— begin Material provided —
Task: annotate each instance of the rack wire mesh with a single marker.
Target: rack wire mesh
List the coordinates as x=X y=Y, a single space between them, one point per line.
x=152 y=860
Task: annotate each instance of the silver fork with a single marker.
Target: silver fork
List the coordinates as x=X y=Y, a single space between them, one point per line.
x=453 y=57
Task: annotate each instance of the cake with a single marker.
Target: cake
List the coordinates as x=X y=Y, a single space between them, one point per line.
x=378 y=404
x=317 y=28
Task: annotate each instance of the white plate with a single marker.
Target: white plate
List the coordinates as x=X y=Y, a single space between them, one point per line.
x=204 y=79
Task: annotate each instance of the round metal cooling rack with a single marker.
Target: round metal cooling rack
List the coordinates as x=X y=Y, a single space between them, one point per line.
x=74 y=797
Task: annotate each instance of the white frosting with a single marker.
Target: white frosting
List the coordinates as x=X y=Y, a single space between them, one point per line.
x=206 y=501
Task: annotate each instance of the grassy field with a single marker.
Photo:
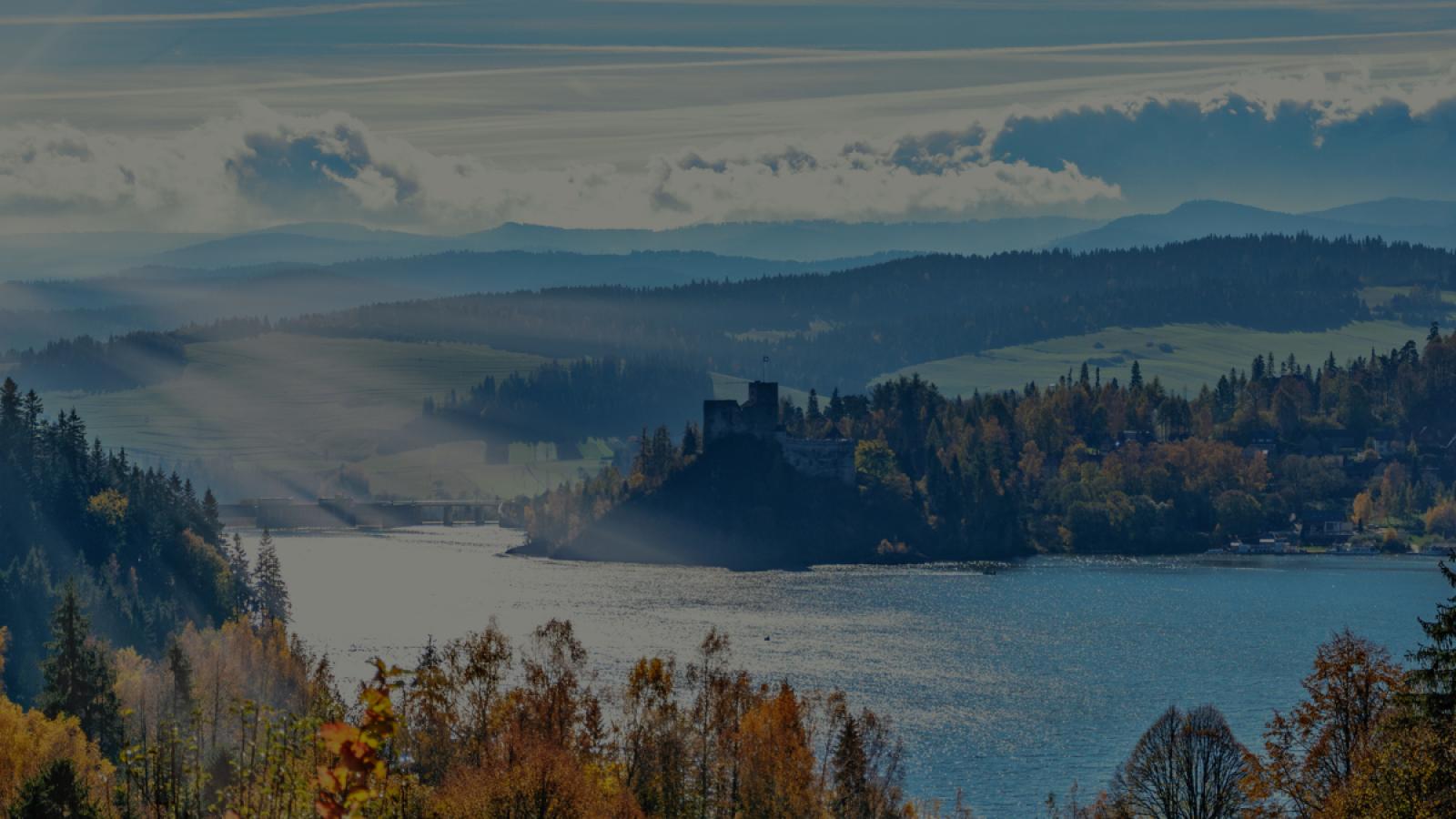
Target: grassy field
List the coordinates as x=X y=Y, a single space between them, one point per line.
x=460 y=470
x=284 y=402
x=734 y=388
x=1183 y=356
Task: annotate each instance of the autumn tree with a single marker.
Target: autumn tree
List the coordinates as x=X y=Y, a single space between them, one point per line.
x=1187 y=765
x=1434 y=673
x=654 y=742
x=478 y=665
x=58 y=792
x=778 y=765
x=1441 y=519
x=1312 y=751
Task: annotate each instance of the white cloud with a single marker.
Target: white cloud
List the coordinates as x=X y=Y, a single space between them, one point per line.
x=261 y=167
x=1288 y=142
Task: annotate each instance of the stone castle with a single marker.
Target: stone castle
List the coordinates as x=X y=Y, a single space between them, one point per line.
x=759 y=417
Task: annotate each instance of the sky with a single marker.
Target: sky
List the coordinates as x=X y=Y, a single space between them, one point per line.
x=449 y=116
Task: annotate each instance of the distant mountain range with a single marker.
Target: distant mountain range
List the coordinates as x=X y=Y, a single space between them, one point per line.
x=77 y=256
x=1397 y=220
x=164 y=298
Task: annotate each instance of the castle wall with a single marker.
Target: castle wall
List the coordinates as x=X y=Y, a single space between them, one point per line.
x=832 y=460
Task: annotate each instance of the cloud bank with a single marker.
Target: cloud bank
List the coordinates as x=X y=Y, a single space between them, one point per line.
x=1283 y=142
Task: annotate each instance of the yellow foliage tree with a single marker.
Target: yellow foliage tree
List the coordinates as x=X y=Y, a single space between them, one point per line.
x=1361 y=511
x=29 y=742
x=778 y=767
x=1441 y=519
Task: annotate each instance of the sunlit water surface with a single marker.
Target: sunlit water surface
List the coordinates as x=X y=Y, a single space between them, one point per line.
x=1006 y=685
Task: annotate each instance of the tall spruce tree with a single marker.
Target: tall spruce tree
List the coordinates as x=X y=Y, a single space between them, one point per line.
x=79 y=676
x=268 y=586
x=56 y=793
x=851 y=774
x=1434 y=672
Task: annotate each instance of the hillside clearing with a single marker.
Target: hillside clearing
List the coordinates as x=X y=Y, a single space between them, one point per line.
x=1184 y=358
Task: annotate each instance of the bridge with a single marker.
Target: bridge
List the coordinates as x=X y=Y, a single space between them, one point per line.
x=347 y=513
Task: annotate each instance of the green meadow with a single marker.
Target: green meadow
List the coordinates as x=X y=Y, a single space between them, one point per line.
x=1183 y=356
x=288 y=404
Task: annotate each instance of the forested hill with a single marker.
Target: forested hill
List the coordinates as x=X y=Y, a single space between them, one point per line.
x=143 y=547
x=1084 y=465
x=846 y=329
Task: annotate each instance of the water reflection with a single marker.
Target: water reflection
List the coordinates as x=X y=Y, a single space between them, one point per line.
x=1008 y=683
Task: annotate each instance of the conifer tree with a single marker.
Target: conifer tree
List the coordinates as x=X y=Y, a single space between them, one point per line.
x=56 y=793
x=268 y=586
x=181 y=671
x=79 y=676
x=836 y=405
x=851 y=774
x=1434 y=675
x=242 y=577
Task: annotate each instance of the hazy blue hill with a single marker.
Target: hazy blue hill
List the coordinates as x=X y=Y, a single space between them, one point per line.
x=790 y=241
x=1395 y=212
x=1206 y=217
x=167 y=296
x=73 y=256
x=274 y=247
x=805 y=241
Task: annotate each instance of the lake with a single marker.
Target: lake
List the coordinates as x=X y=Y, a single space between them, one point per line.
x=1008 y=685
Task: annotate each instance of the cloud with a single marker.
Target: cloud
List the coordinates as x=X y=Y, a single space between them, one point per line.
x=1296 y=142
x=1292 y=142
x=264 y=14
x=261 y=167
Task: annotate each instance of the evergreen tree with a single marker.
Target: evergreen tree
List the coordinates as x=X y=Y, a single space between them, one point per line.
x=692 y=440
x=836 y=405
x=268 y=586
x=1434 y=675
x=181 y=671
x=56 y=793
x=242 y=579
x=79 y=676
x=210 y=511
x=851 y=774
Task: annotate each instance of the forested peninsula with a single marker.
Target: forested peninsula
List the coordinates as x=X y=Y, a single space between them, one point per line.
x=1082 y=465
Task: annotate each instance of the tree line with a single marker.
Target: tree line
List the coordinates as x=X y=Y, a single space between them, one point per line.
x=245 y=720
x=1082 y=465
x=1369 y=739
x=562 y=402
x=846 y=329
x=121 y=361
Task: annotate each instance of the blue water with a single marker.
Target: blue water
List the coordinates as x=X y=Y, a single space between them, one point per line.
x=1006 y=685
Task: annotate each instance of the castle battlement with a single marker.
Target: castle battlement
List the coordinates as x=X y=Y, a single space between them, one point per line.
x=759 y=417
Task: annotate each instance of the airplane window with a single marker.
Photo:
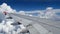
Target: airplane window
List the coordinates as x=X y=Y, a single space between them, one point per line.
x=9 y=18
x=17 y=23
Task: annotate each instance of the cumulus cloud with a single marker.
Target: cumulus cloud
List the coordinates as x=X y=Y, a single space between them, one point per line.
x=6 y=8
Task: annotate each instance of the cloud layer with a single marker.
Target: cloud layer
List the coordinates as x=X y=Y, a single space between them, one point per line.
x=6 y=8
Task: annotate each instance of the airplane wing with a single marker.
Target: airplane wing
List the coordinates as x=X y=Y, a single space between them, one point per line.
x=39 y=25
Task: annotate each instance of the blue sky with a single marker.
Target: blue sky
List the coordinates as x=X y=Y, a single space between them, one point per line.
x=28 y=5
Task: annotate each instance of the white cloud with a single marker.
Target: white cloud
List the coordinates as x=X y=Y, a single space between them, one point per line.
x=22 y=12
x=6 y=8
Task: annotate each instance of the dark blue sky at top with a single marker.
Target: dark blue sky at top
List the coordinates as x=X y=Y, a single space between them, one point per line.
x=28 y=5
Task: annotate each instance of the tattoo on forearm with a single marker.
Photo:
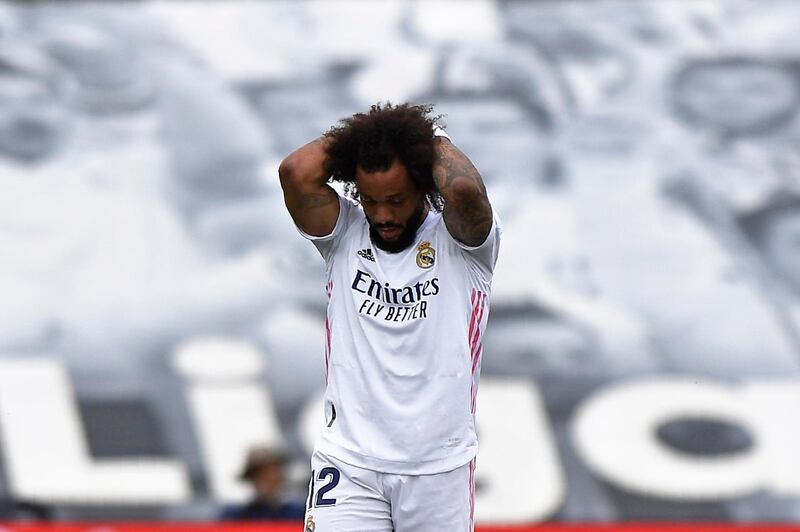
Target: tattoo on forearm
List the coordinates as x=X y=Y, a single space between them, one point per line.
x=468 y=215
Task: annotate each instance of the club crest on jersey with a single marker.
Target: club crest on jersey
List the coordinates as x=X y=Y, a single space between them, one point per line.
x=426 y=255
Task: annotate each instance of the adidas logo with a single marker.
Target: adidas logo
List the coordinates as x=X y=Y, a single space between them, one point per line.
x=367 y=254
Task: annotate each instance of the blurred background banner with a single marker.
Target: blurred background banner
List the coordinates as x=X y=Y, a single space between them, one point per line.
x=160 y=316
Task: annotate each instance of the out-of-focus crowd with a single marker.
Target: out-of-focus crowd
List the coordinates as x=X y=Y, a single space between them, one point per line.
x=642 y=156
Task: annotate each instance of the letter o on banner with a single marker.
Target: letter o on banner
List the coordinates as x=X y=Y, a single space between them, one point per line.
x=615 y=432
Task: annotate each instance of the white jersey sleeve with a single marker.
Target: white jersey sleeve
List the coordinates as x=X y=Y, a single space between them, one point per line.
x=483 y=258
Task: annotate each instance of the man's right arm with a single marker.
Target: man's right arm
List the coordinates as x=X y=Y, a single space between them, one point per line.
x=312 y=203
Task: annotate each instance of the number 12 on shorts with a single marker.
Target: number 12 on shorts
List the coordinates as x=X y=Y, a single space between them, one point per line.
x=329 y=475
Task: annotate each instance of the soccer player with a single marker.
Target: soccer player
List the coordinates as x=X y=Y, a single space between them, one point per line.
x=409 y=276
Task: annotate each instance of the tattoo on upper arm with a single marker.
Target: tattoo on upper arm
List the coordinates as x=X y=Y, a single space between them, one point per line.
x=316 y=200
x=468 y=216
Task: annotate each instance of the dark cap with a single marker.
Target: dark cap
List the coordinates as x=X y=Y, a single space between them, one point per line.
x=261 y=456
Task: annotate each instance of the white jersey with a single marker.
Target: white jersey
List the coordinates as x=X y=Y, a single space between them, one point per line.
x=403 y=345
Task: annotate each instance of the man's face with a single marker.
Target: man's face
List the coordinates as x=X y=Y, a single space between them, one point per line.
x=782 y=247
x=268 y=481
x=393 y=205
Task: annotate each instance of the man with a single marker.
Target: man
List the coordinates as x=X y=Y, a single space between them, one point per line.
x=409 y=274
x=264 y=468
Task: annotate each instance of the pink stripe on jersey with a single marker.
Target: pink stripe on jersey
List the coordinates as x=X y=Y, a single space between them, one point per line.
x=475 y=344
x=328 y=291
x=474 y=302
x=472 y=494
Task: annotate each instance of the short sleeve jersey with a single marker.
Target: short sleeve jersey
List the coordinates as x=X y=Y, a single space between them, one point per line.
x=403 y=345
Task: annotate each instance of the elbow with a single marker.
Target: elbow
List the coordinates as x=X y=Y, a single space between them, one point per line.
x=287 y=170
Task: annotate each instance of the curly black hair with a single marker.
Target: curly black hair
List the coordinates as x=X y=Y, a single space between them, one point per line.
x=374 y=140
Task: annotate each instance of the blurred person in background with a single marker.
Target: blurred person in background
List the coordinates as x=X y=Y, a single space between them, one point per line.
x=264 y=469
x=774 y=230
x=33 y=119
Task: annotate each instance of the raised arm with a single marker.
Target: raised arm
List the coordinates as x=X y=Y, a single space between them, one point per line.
x=467 y=212
x=312 y=203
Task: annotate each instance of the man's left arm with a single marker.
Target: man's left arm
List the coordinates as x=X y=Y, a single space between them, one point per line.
x=467 y=211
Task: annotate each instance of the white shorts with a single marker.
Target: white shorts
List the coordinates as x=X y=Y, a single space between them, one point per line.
x=345 y=498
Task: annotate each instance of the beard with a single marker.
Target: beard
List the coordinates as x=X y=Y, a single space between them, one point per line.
x=406 y=237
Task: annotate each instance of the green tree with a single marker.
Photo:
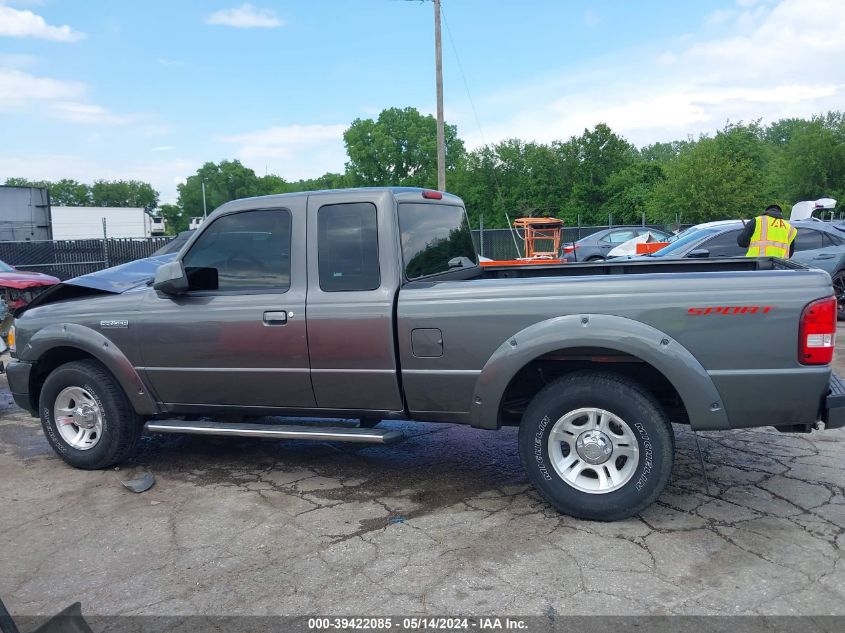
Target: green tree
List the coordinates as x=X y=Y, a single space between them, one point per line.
x=712 y=179
x=627 y=191
x=224 y=181
x=399 y=148
x=177 y=220
x=123 y=193
x=812 y=164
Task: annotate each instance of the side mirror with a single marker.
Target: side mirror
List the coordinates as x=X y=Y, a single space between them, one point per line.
x=171 y=279
x=460 y=262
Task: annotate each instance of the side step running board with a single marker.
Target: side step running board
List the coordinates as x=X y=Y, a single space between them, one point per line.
x=276 y=431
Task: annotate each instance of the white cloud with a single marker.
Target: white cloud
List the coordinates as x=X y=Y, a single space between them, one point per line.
x=162 y=175
x=18 y=88
x=591 y=17
x=90 y=113
x=25 y=23
x=770 y=61
x=246 y=16
x=54 y=98
x=17 y=60
x=293 y=152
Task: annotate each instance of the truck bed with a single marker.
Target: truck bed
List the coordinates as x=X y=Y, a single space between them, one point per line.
x=639 y=267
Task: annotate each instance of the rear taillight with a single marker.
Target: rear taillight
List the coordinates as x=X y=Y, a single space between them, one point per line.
x=817 y=332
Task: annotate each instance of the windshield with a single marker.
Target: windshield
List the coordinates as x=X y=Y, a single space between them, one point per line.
x=690 y=235
x=433 y=235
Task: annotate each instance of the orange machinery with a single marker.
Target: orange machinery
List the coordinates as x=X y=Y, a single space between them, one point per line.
x=538 y=234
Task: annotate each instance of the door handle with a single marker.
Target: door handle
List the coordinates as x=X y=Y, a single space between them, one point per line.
x=276 y=317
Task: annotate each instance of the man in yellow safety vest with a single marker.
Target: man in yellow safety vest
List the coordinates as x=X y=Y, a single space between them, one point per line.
x=768 y=235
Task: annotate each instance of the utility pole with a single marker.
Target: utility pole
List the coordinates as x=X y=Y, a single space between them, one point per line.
x=441 y=135
x=204 y=210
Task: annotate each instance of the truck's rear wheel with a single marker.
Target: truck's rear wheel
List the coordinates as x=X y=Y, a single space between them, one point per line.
x=596 y=446
x=86 y=416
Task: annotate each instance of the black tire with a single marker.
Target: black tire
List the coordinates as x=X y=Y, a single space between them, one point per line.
x=838 y=280
x=622 y=397
x=121 y=426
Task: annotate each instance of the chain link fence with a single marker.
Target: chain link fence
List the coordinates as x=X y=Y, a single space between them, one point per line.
x=70 y=258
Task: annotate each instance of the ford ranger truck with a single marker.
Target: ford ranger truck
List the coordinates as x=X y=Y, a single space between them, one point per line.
x=370 y=304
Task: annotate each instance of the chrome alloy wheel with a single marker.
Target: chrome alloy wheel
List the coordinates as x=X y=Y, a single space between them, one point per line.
x=78 y=417
x=593 y=450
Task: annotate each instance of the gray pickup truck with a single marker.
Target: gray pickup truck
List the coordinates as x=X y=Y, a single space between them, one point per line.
x=371 y=304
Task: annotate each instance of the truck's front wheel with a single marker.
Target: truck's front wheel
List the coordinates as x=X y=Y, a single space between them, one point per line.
x=86 y=416
x=597 y=446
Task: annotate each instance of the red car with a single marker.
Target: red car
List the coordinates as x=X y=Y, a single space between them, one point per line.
x=19 y=287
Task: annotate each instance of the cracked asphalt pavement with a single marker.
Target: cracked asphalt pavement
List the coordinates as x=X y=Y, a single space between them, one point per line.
x=443 y=523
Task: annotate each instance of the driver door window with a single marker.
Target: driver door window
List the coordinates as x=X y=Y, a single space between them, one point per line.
x=242 y=252
x=620 y=237
x=724 y=245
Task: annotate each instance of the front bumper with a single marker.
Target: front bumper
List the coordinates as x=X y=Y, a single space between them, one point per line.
x=18 y=373
x=833 y=412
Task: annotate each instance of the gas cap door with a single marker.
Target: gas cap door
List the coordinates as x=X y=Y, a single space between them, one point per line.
x=427 y=342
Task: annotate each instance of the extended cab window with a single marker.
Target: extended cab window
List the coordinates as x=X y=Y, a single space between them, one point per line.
x=435 y=238
x=243 y=251
x=347 y=244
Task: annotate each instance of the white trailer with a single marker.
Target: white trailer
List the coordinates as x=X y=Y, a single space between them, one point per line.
x=80 y=223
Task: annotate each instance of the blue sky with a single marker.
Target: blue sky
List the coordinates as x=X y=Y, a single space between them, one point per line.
x=152 y=89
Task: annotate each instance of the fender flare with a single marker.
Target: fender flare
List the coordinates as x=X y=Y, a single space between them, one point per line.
x=94 y=343
x=692 y=382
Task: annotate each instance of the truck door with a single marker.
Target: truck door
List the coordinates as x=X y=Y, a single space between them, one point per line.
x=237 y=337
x=353 y=279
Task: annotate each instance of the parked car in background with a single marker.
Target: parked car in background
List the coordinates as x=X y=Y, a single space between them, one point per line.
x=18 y=287
x=818 y=244
x=597 y=246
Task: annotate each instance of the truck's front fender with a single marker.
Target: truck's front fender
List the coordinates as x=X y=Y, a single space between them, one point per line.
x=700 y=396
x=85 y=339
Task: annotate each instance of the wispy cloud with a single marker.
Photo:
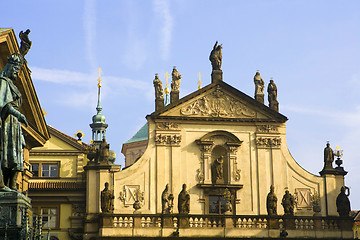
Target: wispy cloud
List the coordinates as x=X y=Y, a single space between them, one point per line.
x=87 y=82
x=89 y=22
x=161 y=7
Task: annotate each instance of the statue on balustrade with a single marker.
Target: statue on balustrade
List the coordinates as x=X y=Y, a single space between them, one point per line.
x=271 y=202
x=288 y=204
x=218 y=170
x=328 y=156
x=167 y=201
x=107 y=200
x=343 y=203
x=184 y=201
x=12 y=140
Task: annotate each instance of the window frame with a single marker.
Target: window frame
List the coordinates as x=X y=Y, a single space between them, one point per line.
x=38 y=209
x=40 y=169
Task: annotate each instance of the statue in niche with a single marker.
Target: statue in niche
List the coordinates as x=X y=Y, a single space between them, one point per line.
x=159 y=94
x=218 y=170
x=343 y=203
x=107 y=200
x=216 y=57
x=25 y=42
x=271 y=202
x=167 y=200
x=272 y=96
x=176 y=80
x=184 y=201
x=288 y=204
x=12 y=139
x=328 y=156
x=259 y=84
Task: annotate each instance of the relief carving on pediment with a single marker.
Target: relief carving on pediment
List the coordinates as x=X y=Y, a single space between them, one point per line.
x=217 y=104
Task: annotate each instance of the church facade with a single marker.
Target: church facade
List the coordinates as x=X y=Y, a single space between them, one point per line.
x=216 y=166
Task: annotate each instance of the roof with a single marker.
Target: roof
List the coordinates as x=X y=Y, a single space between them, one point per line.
x=66 y=138
x=141 y=135
x=273 y=116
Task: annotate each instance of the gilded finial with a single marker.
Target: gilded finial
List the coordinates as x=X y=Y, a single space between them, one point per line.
x=167 y=75
x=199 y=82
x=99 y=80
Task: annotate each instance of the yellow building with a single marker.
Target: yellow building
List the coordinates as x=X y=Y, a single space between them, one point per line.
x=229 y=149
x=57 y=188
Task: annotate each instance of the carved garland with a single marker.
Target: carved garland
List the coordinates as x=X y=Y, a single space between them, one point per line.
x=217 y=104
x=268 y=142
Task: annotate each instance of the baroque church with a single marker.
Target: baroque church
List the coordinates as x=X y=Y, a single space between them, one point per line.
x=211 y=165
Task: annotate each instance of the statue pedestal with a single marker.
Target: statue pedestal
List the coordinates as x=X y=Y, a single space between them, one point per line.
x=174 y=96
x=14 y=211
x=259 y=98
x=216 y=76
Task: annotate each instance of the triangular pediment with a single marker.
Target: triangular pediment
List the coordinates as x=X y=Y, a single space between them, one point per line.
x=220 y=101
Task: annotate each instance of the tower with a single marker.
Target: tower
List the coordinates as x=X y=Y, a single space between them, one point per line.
x=98 y=125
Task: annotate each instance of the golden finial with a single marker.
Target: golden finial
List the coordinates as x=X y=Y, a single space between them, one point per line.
x=99 y=80
x=199 y=82
x=167 y=75
x=44 y=112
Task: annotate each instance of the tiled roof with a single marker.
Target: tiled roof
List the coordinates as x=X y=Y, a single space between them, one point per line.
x=56 y=185
x=70 y=140
x=141 y=135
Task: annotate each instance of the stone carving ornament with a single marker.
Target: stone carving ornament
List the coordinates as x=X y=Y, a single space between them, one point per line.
— end Material provided —
- Exercise brief -
Reproduce the entries from their beginning through the line containing "x=152 y=860", substituting "wire cooling grid" for "rack wire mesh" and leaving everything else unchanged.

- Solved problem -
Task: annotate each instance of the wire cooling grid with a single marker.
Target: wire cooling grid
List the coordinates as x=X y=Y, a single space between them, one point per line.
x=152 y=860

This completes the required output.